本文:
この文章は現在タバコを吸っている方にも読んでもらえるでしょうか。喫煙されている方の場合、まだ禁煙する気持ちがない時期には、禁煙を勧める文章は目に入らないし、怒りさえ覚えるかもしれません。「タバコは個人の嗜好品(しこうひん)なんだから、他人からとやかく言われる筋合いはない」とか、「タバコを吸わない人より多くの税金を払っている」と考えている方もいるかもしれません。一理はありますが、本当にそうでしょうか?

タバコを吸わないとニコチンが血液中から減少し、ニコチンの刺激がなくなるとイライラなどを感じます。そのイライラが喫煙することで消失するため「タバコはイライラを抑えてくれる」と思いがちです。

しかし、そのイライラのない状態とはタバコを吸わない人では通常の状態なのです。通常の状態を保つためにタバコに依存しているわけで、これは明らかな薬物依存であり嗜好品ではありません。

提供資料:
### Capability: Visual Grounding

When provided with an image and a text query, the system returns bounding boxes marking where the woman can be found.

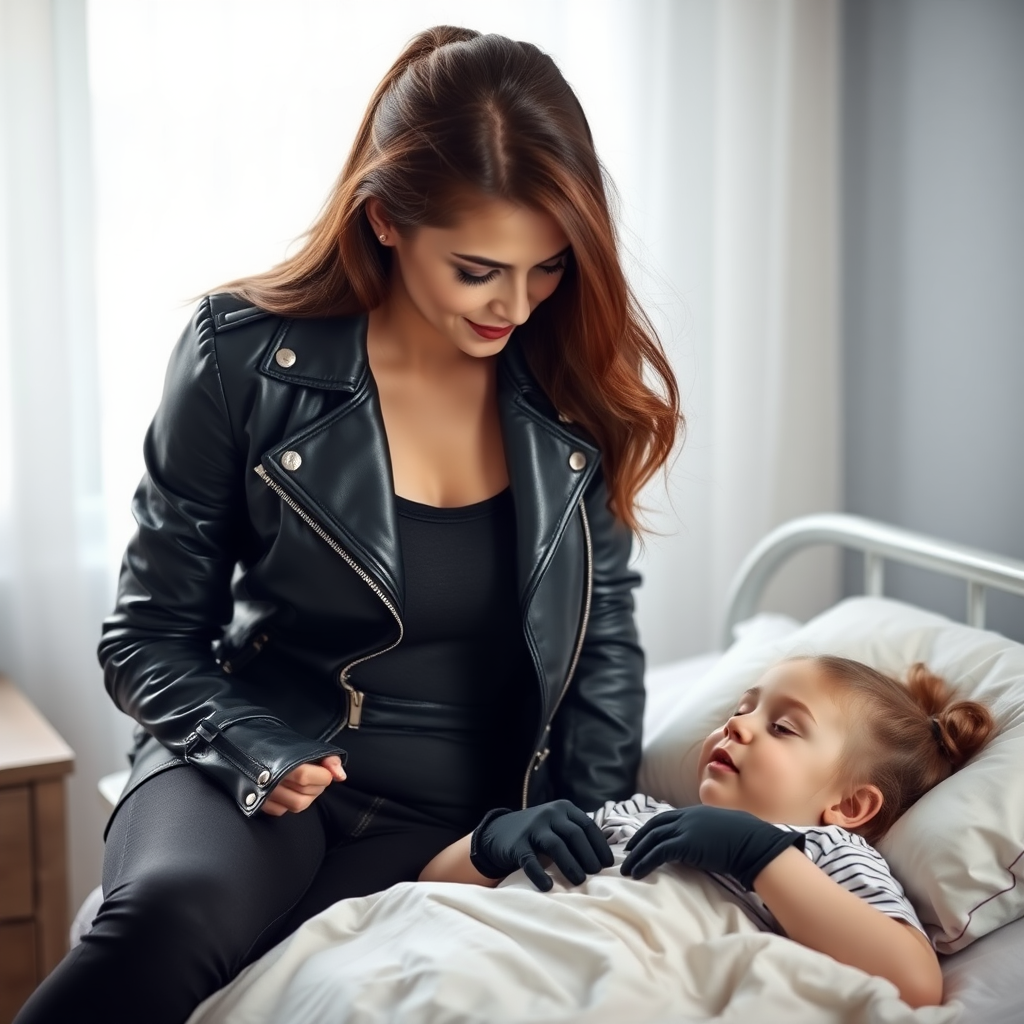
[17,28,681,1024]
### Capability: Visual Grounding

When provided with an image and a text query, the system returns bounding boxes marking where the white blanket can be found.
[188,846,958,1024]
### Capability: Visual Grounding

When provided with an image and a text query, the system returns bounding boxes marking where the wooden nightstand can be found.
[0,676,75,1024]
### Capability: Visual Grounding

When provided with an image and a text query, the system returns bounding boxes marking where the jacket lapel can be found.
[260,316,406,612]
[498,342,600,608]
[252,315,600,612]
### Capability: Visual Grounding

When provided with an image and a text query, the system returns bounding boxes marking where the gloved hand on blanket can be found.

...

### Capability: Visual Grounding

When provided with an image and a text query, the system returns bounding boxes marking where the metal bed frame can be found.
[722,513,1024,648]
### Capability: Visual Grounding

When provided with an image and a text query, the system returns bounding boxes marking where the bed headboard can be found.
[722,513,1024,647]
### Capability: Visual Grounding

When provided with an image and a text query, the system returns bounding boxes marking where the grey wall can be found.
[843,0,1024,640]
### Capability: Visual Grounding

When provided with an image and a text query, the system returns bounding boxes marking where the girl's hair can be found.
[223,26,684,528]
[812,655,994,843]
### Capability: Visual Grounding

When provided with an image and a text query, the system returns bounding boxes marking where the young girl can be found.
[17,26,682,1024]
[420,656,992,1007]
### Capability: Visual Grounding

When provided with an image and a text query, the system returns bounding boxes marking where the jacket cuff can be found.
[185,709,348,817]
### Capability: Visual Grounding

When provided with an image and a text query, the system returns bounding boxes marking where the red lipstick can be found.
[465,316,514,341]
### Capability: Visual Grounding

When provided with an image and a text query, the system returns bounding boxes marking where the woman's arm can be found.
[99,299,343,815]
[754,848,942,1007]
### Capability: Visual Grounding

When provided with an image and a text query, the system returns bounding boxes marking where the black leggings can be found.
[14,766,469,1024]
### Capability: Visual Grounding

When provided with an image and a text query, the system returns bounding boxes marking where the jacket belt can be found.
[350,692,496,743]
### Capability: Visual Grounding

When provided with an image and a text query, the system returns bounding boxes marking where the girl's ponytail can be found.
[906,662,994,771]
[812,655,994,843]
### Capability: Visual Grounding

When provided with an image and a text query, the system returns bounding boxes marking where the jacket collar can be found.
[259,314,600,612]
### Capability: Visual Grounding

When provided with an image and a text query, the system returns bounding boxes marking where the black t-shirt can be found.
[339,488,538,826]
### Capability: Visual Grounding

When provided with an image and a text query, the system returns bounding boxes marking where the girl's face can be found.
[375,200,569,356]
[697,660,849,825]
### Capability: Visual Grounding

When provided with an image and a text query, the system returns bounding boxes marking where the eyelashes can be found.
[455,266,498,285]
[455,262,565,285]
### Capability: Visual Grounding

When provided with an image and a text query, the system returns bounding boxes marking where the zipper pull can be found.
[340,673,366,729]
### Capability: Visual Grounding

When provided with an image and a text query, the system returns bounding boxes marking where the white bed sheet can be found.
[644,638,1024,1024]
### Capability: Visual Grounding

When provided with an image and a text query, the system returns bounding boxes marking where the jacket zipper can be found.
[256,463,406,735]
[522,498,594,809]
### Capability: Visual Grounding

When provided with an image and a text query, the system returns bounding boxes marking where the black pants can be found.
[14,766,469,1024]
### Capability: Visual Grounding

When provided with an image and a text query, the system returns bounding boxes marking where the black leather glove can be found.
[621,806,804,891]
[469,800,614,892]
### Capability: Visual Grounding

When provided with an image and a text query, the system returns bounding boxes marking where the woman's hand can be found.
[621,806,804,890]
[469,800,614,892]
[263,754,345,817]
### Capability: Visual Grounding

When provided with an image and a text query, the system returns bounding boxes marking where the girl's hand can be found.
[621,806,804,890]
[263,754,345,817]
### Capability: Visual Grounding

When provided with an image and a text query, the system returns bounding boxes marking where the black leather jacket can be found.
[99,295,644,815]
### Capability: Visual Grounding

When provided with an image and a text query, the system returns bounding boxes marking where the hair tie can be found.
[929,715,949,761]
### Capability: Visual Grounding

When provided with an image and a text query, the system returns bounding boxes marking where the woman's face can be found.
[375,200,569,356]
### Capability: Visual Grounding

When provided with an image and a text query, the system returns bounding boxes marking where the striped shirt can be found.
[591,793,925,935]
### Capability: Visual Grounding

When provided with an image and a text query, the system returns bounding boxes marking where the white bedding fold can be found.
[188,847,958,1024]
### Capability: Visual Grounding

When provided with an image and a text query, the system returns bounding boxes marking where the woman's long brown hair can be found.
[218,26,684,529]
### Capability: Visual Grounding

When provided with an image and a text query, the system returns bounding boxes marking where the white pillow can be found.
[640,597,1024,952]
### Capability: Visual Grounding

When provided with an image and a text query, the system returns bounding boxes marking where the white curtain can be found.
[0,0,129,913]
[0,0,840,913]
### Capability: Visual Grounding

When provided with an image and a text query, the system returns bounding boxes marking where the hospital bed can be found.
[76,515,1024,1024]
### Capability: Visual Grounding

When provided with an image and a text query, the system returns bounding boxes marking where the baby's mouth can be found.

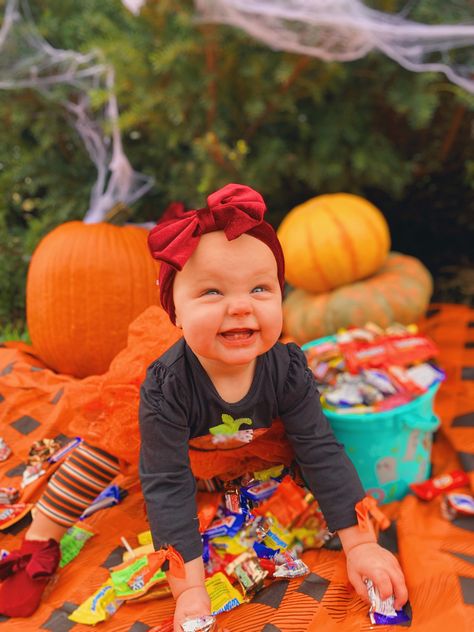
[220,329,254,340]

...

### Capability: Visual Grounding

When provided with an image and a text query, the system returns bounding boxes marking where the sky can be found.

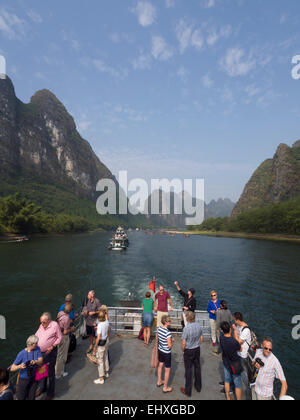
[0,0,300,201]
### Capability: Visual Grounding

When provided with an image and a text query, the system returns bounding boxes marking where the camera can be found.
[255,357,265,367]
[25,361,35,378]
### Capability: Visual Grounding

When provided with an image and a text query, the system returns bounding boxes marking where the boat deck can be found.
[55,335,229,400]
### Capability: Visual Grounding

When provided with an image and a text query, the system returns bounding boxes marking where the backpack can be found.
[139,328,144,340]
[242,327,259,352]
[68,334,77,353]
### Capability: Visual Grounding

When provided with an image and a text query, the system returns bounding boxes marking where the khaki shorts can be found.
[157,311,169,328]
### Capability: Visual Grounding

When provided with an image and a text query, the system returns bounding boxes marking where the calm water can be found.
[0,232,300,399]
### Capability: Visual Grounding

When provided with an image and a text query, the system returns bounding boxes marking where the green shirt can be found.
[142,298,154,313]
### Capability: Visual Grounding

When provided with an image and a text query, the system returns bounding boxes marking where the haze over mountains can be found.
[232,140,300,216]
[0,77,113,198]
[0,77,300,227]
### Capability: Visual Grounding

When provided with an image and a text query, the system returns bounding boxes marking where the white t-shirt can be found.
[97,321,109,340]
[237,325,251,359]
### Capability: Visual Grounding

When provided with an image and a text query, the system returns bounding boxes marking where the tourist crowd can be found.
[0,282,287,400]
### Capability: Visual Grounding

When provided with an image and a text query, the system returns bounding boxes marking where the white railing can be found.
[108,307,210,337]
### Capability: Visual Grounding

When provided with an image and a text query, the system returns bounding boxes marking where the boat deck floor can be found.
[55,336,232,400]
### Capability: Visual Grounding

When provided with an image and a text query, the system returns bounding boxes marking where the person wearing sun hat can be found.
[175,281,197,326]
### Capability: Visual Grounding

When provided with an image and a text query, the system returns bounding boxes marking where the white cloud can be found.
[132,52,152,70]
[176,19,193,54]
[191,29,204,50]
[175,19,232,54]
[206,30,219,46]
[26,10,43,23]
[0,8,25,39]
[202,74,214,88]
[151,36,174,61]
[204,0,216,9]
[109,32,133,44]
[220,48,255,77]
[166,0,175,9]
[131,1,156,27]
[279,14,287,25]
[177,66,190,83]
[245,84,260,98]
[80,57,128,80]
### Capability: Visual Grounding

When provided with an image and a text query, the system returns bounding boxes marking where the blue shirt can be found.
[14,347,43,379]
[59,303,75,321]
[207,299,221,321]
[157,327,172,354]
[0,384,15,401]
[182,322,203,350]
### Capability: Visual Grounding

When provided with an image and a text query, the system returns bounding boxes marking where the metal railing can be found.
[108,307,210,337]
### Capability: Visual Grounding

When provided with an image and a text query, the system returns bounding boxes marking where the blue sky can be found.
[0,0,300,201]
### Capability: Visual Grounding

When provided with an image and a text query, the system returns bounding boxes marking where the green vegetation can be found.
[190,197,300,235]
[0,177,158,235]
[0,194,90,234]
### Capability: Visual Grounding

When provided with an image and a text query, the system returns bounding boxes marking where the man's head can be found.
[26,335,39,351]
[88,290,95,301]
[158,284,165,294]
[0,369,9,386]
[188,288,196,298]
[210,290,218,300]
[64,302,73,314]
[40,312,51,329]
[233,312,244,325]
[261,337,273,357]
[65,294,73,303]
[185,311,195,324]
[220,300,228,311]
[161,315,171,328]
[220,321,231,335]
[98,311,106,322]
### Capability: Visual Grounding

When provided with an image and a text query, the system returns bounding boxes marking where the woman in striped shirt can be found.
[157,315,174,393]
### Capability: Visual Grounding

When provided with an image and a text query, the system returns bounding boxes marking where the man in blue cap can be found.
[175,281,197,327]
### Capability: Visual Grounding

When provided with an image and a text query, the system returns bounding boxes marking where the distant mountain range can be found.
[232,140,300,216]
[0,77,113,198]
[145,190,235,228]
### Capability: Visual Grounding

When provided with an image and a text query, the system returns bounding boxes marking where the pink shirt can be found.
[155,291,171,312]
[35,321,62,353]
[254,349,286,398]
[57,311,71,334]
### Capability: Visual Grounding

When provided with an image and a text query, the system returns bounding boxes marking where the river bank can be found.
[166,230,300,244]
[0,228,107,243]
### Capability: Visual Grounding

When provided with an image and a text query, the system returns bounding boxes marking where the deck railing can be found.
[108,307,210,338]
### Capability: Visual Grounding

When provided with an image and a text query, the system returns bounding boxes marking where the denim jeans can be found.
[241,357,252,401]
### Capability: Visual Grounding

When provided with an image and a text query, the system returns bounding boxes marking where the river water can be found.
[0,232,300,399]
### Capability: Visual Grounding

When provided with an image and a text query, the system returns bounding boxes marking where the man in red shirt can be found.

取り組む内容:
本文の内容を二文で要約してください。 資料はこの課題には使いません。

問題の解答:
喫煙者はタバコを吸わないと血液中のニコチンが減ってイライラを感じ、喫煙でそれが消えるため「タバコはイライラを抑えてくれる」と思いがちだ。しかし、そのイライラのない状態はタバコを吸わない人にとっては通常の状態であり、それを保つためにタバコに依存するのは嗜好品ではなく明らかな薬物依存である。